- [SUPPLIED DATA]
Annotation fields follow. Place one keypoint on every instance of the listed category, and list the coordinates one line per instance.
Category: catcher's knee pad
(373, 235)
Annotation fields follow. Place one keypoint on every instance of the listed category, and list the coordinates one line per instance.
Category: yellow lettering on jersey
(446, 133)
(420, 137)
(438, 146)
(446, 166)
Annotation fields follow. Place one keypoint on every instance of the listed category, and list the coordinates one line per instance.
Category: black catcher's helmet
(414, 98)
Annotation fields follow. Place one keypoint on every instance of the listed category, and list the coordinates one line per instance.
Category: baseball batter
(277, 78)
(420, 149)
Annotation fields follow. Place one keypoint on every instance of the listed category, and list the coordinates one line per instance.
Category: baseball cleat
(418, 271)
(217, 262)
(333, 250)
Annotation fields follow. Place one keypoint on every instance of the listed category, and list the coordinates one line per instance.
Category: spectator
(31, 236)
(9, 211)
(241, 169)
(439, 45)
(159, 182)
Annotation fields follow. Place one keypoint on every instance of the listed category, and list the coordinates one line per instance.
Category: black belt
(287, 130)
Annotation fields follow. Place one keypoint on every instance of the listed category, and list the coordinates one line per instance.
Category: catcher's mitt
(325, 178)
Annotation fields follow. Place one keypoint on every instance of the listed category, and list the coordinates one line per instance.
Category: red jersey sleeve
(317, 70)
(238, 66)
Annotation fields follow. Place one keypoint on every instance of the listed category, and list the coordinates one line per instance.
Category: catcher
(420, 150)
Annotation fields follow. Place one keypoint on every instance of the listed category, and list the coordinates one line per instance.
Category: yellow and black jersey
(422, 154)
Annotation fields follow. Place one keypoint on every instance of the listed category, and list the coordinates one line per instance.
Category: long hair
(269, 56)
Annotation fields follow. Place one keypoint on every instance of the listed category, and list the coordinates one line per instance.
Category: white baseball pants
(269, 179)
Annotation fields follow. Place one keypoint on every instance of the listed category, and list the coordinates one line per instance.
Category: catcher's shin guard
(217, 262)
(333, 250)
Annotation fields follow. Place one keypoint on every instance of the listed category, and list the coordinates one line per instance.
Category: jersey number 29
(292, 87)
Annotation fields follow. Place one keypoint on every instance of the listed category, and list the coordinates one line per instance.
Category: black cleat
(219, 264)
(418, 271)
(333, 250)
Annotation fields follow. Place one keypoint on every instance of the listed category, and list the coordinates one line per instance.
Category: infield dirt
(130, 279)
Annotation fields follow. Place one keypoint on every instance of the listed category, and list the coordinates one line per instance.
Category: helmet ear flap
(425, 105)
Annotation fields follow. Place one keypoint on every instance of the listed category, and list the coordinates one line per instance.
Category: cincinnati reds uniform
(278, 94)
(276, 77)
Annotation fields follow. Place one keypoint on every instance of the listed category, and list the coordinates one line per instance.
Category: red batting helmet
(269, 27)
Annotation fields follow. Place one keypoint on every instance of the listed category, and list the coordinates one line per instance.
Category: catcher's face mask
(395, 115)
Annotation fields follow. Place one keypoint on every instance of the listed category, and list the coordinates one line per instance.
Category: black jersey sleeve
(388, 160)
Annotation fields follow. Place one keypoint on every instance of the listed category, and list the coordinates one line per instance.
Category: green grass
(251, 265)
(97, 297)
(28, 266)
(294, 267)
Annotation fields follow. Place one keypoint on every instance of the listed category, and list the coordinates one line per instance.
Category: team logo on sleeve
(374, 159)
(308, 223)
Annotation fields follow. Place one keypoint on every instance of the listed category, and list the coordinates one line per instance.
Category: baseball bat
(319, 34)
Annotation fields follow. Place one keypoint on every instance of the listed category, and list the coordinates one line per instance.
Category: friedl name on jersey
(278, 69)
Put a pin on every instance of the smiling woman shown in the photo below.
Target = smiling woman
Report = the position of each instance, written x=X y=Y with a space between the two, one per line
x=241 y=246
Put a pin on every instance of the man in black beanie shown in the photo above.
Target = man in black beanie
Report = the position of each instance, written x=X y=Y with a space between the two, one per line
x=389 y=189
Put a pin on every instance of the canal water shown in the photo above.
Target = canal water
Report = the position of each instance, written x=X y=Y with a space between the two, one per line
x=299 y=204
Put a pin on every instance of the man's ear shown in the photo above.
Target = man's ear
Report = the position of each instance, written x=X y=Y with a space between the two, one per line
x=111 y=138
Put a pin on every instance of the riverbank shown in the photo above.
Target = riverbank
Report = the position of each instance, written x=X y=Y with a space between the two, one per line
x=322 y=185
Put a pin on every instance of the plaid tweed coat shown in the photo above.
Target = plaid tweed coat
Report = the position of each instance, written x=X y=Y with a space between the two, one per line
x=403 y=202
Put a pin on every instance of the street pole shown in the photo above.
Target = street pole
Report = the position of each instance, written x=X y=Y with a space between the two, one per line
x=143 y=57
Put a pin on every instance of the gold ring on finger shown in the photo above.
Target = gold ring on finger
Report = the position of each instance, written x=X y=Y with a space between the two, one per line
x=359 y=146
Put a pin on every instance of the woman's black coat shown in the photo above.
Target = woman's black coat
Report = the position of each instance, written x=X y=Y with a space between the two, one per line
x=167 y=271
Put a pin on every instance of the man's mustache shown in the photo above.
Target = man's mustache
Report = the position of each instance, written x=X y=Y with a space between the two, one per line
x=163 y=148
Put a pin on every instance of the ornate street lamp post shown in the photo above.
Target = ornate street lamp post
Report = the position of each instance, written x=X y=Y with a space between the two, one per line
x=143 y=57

- [WHAT YOU SHOULD DO]
Turn the part of the listing that begins at the line with "Put a pin on every instance of the smiling" and stops after the line with "x=111 y=138" into a Markdown table. Use a column named Row for a running number and a column named Entry for each line, and leave out any blank lines.

- [SOLUTION FOR THIS PROBLEM]
| Row | Entry |
|---|---|
| 1 | Put a pin on every instance of the smiling woman shown in the photo below. |
| 2 | Target = smiling woman |
| 3 | Report = the position of each instance, written x=X y=Y with a space between the two, one per line |
| 4 | x=241 y=246 |
| 5 | Put a pin on every instance of the man in black beanie shown in the photo above. |
| 6 | Target = man in black beanie |
| 7 | Report = the position of each instance, written x=X y=Y with a space between the two, one per line |
| 8 | x=389 y=189 |
| 9 | Put a pin on every instance of the canal water shown in the photo above. |
| 10 | Target = canal water |
| 11 | Report = the position of each instance, written x=X y=Y with a space between the two, one per line |
| 12 | x=299 y=204 |
| 13 | Put a pin on every instance of the man's ear shown in the photo above. |
| 14 | Target = man's ear |
| 15 | Report = the position of each instance, written x=X y=Y with a space between the two, one per line |
| 16 | x=111 y=138 |